- [Work instruction] Only the lines with the string "panel" are needed; return each of them from the entries below.

[Recorded data]
_ _ _ _
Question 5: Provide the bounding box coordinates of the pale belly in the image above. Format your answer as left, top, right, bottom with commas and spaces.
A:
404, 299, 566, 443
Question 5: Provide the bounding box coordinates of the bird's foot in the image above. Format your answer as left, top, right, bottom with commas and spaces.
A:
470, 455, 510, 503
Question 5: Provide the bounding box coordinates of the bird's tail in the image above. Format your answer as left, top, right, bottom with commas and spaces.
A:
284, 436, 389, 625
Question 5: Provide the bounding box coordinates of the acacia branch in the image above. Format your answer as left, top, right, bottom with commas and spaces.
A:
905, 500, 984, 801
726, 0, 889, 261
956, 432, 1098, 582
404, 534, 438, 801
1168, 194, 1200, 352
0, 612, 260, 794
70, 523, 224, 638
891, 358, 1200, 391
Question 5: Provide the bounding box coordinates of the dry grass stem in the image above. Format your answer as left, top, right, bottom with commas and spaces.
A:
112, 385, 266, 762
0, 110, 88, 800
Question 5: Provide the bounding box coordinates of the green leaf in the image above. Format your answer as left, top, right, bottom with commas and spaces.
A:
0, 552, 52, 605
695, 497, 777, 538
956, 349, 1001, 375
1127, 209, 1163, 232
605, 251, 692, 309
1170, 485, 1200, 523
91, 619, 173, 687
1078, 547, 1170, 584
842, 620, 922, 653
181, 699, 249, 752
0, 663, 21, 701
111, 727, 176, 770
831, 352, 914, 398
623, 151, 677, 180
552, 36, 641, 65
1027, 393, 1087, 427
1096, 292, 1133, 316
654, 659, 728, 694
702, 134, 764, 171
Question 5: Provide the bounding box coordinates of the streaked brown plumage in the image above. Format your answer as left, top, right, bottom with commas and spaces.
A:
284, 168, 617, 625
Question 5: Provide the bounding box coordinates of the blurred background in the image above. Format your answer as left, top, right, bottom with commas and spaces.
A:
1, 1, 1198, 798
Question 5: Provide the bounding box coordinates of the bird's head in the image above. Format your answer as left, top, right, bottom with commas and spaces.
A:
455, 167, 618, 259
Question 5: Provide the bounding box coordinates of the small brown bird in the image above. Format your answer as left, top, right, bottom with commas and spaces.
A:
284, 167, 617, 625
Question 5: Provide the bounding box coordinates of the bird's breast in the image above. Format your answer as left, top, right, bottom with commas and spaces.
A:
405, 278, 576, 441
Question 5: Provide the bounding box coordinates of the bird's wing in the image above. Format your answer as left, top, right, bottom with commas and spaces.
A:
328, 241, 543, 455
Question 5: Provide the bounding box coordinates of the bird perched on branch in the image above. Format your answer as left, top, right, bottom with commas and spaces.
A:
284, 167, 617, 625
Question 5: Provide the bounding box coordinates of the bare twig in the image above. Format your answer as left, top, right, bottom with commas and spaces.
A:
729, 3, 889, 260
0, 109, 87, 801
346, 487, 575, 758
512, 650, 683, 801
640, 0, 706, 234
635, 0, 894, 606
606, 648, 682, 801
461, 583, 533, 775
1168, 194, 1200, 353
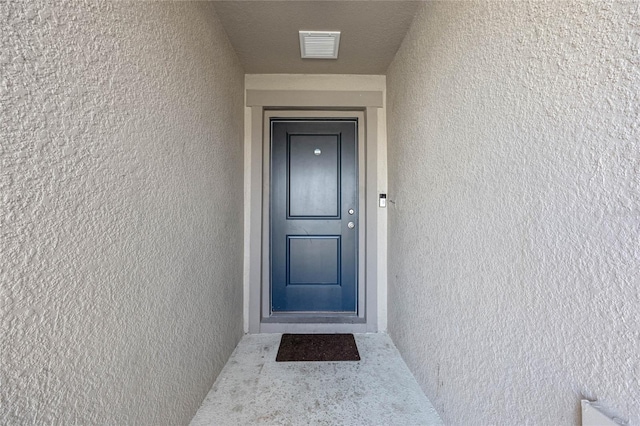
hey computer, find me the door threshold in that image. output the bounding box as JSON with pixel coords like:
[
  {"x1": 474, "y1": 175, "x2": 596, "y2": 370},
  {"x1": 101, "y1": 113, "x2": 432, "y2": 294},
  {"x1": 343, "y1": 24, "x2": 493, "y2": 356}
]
[
  {"x1": 259, "y1": 322, "x2": 370, "y2": 334},
  {"x1": 263, "y1": 314, "x2": 365, "y2": 324}
]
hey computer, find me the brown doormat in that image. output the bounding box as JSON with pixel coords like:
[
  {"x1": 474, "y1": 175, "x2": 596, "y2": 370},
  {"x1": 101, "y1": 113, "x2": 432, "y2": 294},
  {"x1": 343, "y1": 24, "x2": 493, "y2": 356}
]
[{"x1": 276, "y1": 333, "x2": 361, "y2": 362}]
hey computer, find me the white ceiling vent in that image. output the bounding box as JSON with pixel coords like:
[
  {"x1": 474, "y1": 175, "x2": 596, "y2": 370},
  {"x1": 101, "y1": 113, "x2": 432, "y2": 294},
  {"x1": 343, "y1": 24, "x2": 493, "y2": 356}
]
[{"x1": 299, "y1": 31, "x2": 341, "y2": 59}]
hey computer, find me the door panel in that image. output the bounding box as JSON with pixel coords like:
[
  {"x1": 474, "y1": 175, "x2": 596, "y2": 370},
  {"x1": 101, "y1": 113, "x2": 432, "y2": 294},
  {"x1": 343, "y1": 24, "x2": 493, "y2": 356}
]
[
  {"x1": 271, "y1": 120, "x2": 357, "y2": 313},
  {"x1": 288, "y1": 236, "x2": 340, "y2": 285},
  {"x1": 288, "y1": 135, "x2": 339, "y2": 218}
]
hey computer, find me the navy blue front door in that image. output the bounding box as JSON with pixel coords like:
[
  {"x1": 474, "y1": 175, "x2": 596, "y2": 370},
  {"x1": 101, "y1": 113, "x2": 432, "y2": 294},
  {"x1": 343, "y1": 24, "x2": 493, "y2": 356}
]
[{"x1": 270, "y1": 120, "x2": 358, "y2": 313}]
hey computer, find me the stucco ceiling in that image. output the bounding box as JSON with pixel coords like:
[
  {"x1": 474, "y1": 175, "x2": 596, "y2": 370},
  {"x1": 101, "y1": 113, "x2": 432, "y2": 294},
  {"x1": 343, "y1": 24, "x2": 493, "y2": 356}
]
[{"x1": 211, "y1": 1, "x2": 424, "y2": 74}]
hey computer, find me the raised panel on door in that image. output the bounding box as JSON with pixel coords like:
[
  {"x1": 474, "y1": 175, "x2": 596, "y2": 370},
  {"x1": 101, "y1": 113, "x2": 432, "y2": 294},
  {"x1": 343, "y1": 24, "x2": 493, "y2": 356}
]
[{"x1": 288, "y1": 135, "x2": 339, "y2": 218}]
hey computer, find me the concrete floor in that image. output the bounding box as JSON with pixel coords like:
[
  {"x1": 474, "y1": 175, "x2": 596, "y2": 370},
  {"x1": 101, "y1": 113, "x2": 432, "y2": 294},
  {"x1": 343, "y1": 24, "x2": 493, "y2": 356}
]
[{"x1": 190, "y1": 333, "x2": 443, "y2": 426}]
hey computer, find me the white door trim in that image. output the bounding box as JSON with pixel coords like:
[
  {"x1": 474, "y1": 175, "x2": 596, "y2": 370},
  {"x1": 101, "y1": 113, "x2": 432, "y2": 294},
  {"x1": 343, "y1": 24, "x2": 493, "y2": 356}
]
[
  {"x1": 246, "y1": 90, "x2": 383, "y2": 333},
  {"x1": 262, "y1": 112, "x2": 366, "y2": 322}
]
_ _ _ _
- [Answer box]
hey computer, find me the door panel in that image. output the bounding box as JSON with pixel coords like:
hey computer, find me the raised panel on door in that image. output the bounding box as JSON with pixel coords like:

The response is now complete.